● **Brief**: Copy word for word the part of the exhibit review from "Even though it's" up to and including "1973 military takeover.".

Tired of South American travel guides showing nothing but pictures of the same old resort scenes? Take a trip over to the Fondo del Sol, a Spanish-American gallery whose current exhibit, "Latin America: The Other Image," details a slice of life not too well known here.

Even though it's essentially a showing of paintings and sculpture by top-notch artists, don't be surprised that the works on display are highly political - all the exhibitors are living in exile, either self-imposed or involuntary. Which makes it all the same powerful.

Brazilian sculptor Guido Rocha's "The Inquiry," five figures standing over the remains of what was once a missing citizen, and Myriam Holgado's smeared, sanded cardboard drawings of torture scenes in Argentina convey the biting horror of political repression, as does the stirring untitled mixed-media piece of Chilean workers, before, during and after the coup, by photographer, Marcelo Montecino - even if you don't know that his brother was killed in the 1973 military takeover.

Collages by Helga Krebs buffooning military leaders, Sebastian Matta's surreal lithographs of battles between civilians and armed forces, and Rene Castro's haunting print (above) of Chacabuco - an abandoned mine now used as a concentration camp - all show dignity, love of life and strength of conviction in the face of tragedy that goes beyond words.

The exhibit continues through Dec. 17 at 2112 R St. NW.

● **Data shown**:
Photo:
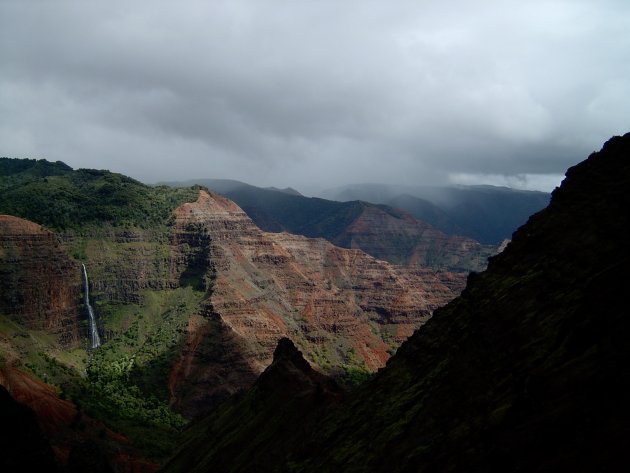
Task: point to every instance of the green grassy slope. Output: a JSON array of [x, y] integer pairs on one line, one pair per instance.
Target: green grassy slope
[[54, 195]]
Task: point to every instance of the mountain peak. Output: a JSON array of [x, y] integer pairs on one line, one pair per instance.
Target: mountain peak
[[287, 352]]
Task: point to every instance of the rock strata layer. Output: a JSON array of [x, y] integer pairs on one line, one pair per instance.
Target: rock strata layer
[[341, 306], [40, 285]]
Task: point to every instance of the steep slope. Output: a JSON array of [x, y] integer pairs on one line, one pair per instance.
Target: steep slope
[[23, 446], [343, 307], [40, 285], [286, 392], [400, 238], [381, 231], [487, 214], [524, 372]]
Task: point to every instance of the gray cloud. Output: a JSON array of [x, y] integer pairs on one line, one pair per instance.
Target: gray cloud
[[315, 94]]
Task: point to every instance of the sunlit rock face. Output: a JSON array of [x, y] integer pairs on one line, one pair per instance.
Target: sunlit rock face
[[339, 305]]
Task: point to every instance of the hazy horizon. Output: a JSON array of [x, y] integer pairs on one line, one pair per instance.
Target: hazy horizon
[[314, 95]]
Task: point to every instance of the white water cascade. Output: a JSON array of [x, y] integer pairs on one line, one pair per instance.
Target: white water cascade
[[96, 341]]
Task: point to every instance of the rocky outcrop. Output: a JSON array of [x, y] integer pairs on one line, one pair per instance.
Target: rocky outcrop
[[526, 371], [402, 239], [40, 285], [288, 391], [341, 306]]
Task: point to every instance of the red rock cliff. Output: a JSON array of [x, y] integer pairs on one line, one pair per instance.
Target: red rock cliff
[[40, 285], [340, 306]]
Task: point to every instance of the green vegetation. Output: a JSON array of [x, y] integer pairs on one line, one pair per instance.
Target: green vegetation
[[126, 384], [54, 195]]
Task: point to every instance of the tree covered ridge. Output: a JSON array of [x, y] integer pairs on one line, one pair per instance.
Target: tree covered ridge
[[60, 198]]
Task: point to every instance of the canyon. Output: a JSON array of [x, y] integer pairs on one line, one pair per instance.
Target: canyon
[[525, 371], [189, 298]]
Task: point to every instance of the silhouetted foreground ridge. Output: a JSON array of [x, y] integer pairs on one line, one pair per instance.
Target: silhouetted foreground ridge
[[527, 371]]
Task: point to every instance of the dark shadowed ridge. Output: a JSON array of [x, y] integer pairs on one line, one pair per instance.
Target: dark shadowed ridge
[[488, 214], [23, 446], [526, 371]]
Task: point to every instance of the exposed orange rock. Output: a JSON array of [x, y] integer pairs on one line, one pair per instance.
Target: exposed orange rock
[[403, 239], [338, 305], [40, 285], [58, 419]]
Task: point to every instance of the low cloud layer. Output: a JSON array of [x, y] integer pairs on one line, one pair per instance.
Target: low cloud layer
[[315, 94]]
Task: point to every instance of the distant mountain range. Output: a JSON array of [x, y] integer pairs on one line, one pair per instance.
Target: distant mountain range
[[526, 371], [423, 233], [487, 214]]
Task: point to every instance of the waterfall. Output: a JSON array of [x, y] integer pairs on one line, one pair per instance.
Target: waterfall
[[96, 341]]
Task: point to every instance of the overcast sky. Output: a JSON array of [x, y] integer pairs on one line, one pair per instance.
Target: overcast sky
[[316, 94]]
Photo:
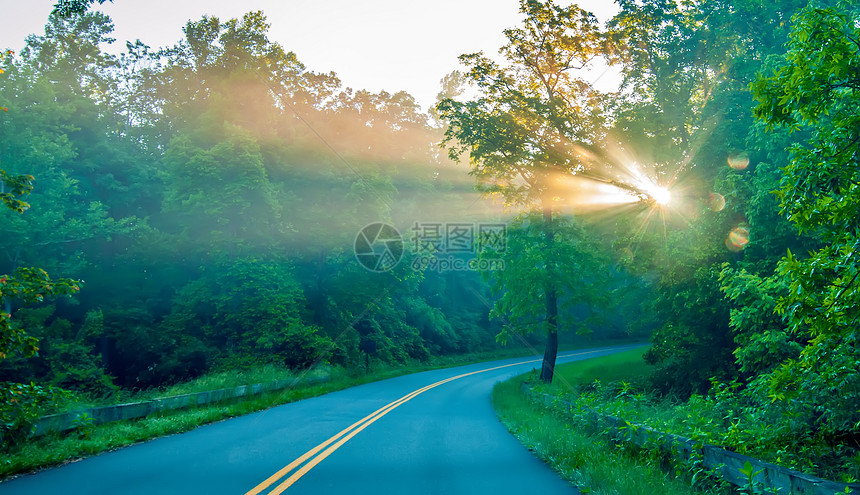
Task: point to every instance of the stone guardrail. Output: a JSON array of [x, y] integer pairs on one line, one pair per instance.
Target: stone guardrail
[[729, 465], [106, 414]]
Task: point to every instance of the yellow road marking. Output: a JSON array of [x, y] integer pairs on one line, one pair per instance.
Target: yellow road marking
[[354, 429]]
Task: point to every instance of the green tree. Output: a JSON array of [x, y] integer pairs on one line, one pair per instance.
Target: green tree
[[531, 127], [815, 91]]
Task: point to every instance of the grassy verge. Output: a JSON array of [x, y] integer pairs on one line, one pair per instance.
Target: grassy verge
[[589, 461], [55, 449]]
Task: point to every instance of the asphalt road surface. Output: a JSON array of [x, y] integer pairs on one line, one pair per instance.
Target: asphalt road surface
[[428, 433]]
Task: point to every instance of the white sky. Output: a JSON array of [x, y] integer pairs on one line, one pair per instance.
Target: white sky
[[376, 45]]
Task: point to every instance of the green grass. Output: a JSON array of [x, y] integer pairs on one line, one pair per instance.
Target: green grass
[[588, 461], [622, 366], [55, 449]]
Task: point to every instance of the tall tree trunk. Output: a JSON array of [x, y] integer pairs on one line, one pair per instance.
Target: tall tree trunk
[[548, 368]]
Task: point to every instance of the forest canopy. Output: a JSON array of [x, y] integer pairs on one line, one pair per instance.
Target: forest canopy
[[198, 205]]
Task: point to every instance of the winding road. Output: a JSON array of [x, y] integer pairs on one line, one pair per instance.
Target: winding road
[[433, 432]]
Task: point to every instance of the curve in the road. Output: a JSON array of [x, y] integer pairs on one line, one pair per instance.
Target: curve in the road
[[359, 425], [444, 439]]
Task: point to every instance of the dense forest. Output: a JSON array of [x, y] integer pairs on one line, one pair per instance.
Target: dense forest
[[201, 203]]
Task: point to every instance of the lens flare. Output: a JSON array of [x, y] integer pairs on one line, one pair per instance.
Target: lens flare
[[716, 202], [660, 194]]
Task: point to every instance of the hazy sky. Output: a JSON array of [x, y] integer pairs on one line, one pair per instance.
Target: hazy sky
[[376, 45]]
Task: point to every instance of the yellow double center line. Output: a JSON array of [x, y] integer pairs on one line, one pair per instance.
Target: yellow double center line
[[344, 435]]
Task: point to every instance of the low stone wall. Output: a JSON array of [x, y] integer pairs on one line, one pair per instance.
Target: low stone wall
[[728, 464], [119, 412]]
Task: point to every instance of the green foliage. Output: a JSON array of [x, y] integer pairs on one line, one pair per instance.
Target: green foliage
[[20, 405], [815, 90], [578, 276]]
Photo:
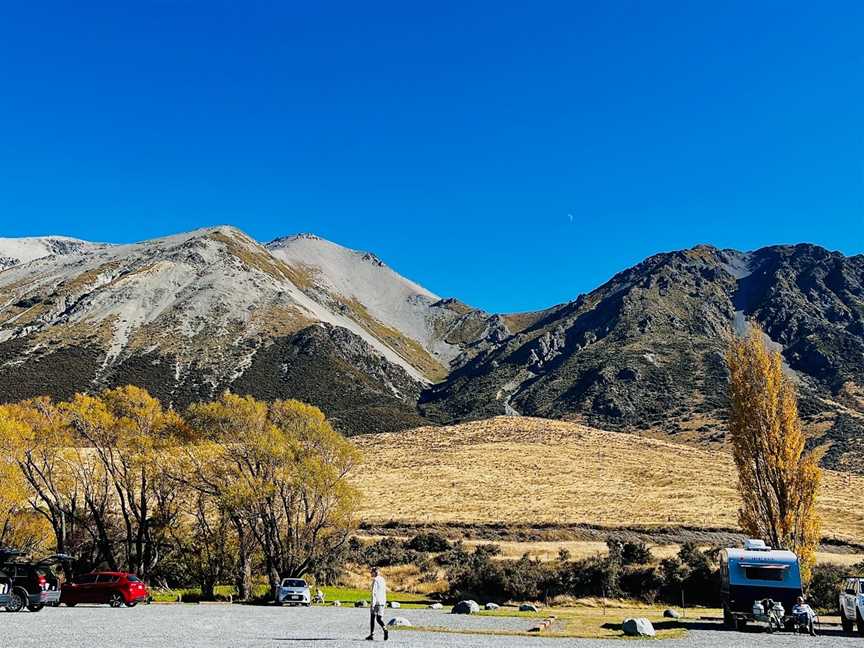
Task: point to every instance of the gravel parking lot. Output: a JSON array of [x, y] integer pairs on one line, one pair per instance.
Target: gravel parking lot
[[226, 626]]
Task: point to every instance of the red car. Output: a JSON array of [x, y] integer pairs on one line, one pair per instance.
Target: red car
[[114, 588]]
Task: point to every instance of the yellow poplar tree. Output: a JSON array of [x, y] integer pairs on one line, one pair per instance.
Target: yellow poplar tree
[[777, 480]]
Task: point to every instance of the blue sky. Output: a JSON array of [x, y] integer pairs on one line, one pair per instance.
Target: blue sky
[[510, 154]]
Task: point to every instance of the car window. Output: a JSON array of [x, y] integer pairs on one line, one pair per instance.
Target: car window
[[764, 573]]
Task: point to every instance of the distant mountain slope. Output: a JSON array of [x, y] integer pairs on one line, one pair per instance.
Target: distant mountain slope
[[15, 251], [645, 350], [430, 333], [192, 314], [185, 316]]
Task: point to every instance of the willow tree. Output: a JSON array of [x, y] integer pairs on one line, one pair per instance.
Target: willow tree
[[282, 470], [777, 480]]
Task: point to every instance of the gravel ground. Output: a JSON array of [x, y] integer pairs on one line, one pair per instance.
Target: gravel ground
[[226, 626]]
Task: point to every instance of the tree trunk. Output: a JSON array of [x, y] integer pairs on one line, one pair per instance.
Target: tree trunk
[[243, 577]]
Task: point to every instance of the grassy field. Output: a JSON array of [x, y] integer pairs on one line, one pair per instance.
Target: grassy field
[[525, 470]]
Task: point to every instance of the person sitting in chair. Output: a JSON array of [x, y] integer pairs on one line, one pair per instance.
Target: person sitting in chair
[[804, 615]]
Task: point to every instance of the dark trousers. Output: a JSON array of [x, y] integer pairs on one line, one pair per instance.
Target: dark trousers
[[375, 615]]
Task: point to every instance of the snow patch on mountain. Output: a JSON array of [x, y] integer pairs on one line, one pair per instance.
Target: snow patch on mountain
[[15, 251], [340, 274]]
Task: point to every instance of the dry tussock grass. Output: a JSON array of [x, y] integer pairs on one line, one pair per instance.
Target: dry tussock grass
[[525, 470]]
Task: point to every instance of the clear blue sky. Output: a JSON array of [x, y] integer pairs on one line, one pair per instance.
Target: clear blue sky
[[510, 154]]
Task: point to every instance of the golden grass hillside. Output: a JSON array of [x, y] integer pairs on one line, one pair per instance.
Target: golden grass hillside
[[518, 470]]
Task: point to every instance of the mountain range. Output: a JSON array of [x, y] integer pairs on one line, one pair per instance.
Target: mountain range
[[189, 315]]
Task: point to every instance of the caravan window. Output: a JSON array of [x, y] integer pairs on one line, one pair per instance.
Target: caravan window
[[764, 573]]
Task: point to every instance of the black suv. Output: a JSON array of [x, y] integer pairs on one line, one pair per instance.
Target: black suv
[[33, 584]]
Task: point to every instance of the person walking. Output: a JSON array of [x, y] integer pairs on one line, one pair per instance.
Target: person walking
[[804, 615], [379, 602]]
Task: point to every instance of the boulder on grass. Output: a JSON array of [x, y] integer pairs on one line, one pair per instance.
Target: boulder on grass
[[639, 627], [465, 607]]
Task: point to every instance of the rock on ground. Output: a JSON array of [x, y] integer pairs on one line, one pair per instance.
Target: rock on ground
[[639, 627], [466, 607]]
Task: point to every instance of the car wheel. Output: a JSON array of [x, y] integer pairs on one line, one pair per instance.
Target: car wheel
[[17, 601]]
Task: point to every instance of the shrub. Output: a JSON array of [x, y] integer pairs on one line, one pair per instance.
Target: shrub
[[692, 575], [428, 543], [385, 552], [635, 553], [823, 594], [643, 583]]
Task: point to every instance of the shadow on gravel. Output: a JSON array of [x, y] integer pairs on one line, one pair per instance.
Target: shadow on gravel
[[821, 630]]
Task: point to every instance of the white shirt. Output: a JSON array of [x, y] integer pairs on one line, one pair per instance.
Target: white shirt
[[379, 591]]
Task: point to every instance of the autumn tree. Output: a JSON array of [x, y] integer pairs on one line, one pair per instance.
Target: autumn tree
[[132, 436], [20, 525], [35, 436], [282, 471], [777, 480]]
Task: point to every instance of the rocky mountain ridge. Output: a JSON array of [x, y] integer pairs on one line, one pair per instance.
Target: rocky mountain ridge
[[189, 315]]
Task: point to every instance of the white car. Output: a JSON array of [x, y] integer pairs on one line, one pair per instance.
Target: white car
[[852, 605], [294, 591]]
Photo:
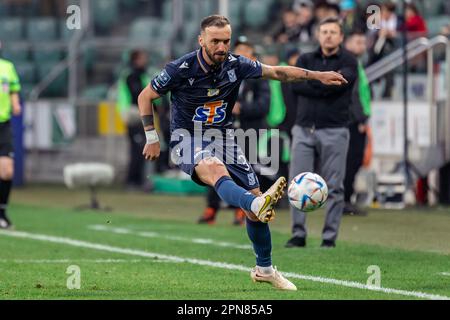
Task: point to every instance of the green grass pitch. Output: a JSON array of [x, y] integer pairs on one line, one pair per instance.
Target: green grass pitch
[[149, 247]]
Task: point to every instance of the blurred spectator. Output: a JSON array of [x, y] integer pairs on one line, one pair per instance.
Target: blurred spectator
[[415, 24], [288, 31], [320, 134], [305, 20], [130, 85], [351, 17], [383, 41], [9, 106], [359, 114], [53, 7], [445, 31], [249, 112]]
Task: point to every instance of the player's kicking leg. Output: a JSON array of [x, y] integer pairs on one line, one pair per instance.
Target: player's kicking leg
[[6, 174], [259, 210]]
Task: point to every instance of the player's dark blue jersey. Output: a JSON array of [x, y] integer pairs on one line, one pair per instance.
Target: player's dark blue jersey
[[202, 94]]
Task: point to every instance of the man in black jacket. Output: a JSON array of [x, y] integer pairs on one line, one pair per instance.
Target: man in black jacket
[[321, 136]]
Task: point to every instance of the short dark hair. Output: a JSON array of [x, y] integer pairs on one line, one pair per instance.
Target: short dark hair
[[356, 32], [390, 6], [214, 21], [335, 20]]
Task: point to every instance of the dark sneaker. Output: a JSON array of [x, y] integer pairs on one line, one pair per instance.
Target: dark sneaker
[[296, 242], [328, 244], [352, 210], [4, 222], [239, 217], [209, 216]]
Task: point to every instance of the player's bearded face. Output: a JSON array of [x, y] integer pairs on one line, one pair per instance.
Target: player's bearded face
[[216, 42]]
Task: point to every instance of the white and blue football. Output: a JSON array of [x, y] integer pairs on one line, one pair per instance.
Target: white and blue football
[[307, 191]]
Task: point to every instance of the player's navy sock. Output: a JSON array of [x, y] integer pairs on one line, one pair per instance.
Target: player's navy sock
[[5, 188], [259, 234], [232, 194]]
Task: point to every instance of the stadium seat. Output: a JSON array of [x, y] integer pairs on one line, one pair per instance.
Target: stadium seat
[[256, 13], [11, 29], [46, 55], [26, 88], [167, 10], [436, 23], [15, 53], [105, 13], [64, 32], [129, 4], [96, 92], [59, 86], [235, 13], [164, 31], [3, 9], [41, 29], [432, 8], [190, 30], [26, 72]]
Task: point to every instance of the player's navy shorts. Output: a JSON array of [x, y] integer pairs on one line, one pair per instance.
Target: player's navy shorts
[[187, 151], [6, 140]]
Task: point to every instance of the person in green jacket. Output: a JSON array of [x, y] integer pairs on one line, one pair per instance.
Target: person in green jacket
[[9, 105], [360, 111]]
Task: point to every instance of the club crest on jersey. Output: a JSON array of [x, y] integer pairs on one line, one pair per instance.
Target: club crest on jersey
[[213, 92], [163, 78], [231, 75], [211, 112]]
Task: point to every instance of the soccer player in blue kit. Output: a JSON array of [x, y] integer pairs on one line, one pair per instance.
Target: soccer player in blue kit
[[204, 86]]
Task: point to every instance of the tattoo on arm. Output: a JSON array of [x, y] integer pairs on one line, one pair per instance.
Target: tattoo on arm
[[286, 73], [147, 121]]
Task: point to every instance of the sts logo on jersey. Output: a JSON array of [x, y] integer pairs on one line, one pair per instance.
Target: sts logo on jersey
[[211, 112]]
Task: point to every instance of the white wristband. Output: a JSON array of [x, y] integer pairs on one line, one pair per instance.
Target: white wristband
[[152, 136]]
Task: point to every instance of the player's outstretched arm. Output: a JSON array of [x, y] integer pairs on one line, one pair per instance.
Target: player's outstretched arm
[[293, 74], [152, 148]]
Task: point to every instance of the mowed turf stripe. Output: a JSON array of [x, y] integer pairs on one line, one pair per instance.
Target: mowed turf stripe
[[63, 261], [222, 265], [151, 234]]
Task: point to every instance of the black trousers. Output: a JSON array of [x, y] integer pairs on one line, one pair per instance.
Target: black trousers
[[136, 163], [355, 158]]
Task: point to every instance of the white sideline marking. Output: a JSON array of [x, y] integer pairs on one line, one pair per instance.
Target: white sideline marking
[[221, 265], [147, 234], [59, 261]]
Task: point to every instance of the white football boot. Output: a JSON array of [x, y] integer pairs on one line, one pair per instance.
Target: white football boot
[[264, 204], [276, 279]]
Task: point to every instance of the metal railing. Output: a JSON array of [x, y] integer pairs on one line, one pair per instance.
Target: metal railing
[[414, 49]]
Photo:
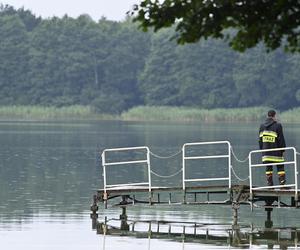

● **Result of this task**:
Even though it's essentially a showing of paintings and sculpture by top-notch artists, don't be surprised that the works on display are highly political - all the exhibitors are living in exile, either self-imposed or involuntary. Which makes it all the same powerful.

Brazilian sculptor Guido Rocha's "The Inquiry," five figures standing over the remains of what was once a missing citizen, and Myriam Holgado's smeared, sanded cardboard drawings of torture scenes in Argentina convey the biting horror of political repression, as does the stirring untitled mixed-media piece of Chilean workers, before, during and after the coup, by photographer, Marcelo Montecino - even if you don't know that his brother was killed in the 1973 military takeover.